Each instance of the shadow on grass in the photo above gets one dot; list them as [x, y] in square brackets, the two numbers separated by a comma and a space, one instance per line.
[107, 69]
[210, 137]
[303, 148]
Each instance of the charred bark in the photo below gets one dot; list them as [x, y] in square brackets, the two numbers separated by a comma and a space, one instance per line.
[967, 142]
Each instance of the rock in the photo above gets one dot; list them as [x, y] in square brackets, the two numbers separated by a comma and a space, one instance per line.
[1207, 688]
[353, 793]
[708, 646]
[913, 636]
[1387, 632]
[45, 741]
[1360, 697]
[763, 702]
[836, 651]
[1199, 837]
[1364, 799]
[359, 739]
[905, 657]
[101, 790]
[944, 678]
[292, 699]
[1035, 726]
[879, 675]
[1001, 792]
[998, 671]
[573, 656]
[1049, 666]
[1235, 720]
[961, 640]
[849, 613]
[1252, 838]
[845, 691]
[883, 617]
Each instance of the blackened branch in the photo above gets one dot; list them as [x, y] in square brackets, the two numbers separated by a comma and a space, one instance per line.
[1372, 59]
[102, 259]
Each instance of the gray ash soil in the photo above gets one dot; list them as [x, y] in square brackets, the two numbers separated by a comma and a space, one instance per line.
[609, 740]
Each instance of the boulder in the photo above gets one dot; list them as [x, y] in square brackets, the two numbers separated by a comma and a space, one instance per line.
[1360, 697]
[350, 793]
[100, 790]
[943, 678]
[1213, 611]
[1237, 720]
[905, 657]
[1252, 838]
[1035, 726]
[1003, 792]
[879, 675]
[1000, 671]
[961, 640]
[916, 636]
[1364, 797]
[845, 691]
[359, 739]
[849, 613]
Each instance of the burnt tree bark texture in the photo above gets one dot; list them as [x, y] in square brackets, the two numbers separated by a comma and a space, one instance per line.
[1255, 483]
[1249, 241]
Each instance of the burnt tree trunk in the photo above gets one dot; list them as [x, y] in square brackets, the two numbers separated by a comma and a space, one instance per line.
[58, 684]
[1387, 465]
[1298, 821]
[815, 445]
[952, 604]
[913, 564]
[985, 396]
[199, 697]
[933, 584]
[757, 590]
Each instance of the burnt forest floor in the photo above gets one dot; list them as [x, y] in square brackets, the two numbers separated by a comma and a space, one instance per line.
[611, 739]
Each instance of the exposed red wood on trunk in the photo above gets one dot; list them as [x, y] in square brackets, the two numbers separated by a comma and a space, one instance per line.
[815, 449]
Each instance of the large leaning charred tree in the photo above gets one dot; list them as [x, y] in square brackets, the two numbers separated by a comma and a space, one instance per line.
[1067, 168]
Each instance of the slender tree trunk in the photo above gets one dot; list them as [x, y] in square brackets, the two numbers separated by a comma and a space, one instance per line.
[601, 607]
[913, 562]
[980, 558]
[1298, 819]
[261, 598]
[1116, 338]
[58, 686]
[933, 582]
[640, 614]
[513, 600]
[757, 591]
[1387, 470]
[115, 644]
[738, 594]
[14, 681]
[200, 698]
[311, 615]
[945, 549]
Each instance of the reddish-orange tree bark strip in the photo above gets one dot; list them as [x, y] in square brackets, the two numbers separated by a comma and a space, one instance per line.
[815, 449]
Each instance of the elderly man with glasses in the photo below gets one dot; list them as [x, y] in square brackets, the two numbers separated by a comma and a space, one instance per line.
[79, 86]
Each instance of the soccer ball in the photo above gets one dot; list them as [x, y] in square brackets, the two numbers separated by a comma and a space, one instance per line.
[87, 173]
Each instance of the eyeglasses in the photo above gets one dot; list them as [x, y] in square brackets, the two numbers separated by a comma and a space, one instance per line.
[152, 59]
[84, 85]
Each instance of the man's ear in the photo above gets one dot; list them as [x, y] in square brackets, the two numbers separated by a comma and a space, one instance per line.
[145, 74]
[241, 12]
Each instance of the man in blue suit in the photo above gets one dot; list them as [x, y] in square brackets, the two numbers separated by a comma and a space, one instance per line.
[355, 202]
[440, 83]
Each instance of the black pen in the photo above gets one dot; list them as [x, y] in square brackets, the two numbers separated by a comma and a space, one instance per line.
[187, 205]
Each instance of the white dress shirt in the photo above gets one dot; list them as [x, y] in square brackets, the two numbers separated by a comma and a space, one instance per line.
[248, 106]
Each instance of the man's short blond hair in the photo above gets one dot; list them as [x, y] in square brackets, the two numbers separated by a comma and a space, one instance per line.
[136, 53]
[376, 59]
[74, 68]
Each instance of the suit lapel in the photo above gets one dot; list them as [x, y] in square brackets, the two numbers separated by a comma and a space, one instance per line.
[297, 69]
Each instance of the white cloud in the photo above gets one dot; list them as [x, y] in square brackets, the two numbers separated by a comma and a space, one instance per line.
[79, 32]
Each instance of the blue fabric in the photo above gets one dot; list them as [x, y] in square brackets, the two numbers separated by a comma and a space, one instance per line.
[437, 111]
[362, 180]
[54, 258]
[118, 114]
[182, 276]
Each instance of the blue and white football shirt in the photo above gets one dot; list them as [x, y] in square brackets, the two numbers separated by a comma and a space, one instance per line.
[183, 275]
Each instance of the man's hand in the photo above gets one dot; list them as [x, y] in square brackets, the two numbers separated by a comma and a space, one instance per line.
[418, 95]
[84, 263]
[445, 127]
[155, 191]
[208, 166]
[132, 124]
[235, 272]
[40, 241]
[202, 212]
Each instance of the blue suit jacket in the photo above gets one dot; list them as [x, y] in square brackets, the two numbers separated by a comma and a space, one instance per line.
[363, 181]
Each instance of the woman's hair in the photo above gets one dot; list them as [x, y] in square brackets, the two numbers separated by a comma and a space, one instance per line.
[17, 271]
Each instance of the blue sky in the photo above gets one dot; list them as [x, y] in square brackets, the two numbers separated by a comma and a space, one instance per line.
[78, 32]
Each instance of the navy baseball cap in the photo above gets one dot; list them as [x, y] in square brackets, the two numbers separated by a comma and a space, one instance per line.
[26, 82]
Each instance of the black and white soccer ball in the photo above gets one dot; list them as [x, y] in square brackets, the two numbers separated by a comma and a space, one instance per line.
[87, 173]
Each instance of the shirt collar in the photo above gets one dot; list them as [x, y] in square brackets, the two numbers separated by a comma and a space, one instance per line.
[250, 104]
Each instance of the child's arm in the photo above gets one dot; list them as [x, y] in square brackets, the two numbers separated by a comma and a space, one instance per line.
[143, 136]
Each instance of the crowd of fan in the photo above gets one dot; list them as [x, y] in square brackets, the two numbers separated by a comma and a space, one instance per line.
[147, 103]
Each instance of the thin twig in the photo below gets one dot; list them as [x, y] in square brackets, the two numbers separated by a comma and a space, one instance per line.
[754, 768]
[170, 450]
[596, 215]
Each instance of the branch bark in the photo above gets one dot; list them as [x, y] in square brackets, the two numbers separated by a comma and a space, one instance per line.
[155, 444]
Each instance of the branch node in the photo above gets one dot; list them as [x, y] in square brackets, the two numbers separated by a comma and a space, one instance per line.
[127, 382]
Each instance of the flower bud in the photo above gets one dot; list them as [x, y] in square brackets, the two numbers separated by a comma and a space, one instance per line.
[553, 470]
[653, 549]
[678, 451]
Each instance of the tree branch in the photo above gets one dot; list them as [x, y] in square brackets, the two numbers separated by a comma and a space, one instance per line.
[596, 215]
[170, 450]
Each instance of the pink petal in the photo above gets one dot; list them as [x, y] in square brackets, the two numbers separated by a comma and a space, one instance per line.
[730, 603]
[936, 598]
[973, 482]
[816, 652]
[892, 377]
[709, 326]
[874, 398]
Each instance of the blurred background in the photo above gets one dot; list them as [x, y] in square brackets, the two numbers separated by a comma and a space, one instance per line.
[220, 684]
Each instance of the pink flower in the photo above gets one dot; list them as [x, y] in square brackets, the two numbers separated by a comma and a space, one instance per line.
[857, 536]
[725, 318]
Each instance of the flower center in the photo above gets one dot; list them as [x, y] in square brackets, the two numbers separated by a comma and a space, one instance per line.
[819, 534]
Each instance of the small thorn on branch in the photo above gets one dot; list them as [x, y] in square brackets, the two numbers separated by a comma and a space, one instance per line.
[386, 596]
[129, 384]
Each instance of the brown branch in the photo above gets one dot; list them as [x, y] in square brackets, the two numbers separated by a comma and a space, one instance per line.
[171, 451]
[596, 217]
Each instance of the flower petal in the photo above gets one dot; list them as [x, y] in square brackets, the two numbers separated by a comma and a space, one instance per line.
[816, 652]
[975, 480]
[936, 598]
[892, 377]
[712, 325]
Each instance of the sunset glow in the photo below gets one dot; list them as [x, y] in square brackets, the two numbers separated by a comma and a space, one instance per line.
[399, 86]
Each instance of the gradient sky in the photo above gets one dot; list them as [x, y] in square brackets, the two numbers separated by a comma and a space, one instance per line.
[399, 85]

GOAL OF THE EXERCISE: Reproduce exactly the lines from the one containing "Each instance of the pink petal" through the last line of the records above, including both, and nothing else.

RESULT FOR THIS EXERCISE:
Each instance of the pink petal in the photo above gets one dot; list them as [x, y] in square brackets, the two numbers separated by a comma and a space, one instance per line.
[730, 603]
[936, 598]
[973, 482]
[816, 652]
[892, 377]
[709, 326]
[874, 398]
Each instance of the blurred background in the photo above gets one dot; list them as [x, y] in square brackets, the two numbers separated by a comma and a space, one instance per line.
[220, 684]
Each instance of the pink flower in the photo above gets one dot; list them as [x, y] in square brackets, the two numbers separated by a comma and a space, one instance per line.
[857, 536]
[725, 318]
Each instance of the flower center in the photo above gets one dot; list them as [x, y] in square brackets, the two numbers separated by a comma and a space, one instance per line.
[819, 534]
Each instance of the small thorn on branch in the photo above gets one dot; list them as [x, y] in square brackets, the two numbers separated by a comma and a space, one instance per line.
[386, 596]
[129, 384]
Each instance of the brown branch in the photo above gets one dot; list them as [x, y] in square brackets, the two numbers separated by a comma and a space, one instance per line.
[171, 451]
[596, 217]
Each instance of the flower petal in the photo above gets one dot; list them as [x, y] in square brackets, the two numbers separated by a comma and a space, one instance per line.
[816, 652]
[975, 480]
[936, 598]
[892, 377]
[712, 325]
Each instance of the sunset glow in the photo below gets one dot; list them as [x, y] in square brackets, the two numbers separated by a comma and a space, one instance per line.
[399, 86]
Each instance of the gradient sky in the photo above gets one dot; list them as [x, y] in square brackets, the two numbers separated by a comma and a space, one instance per line.
[399, 85]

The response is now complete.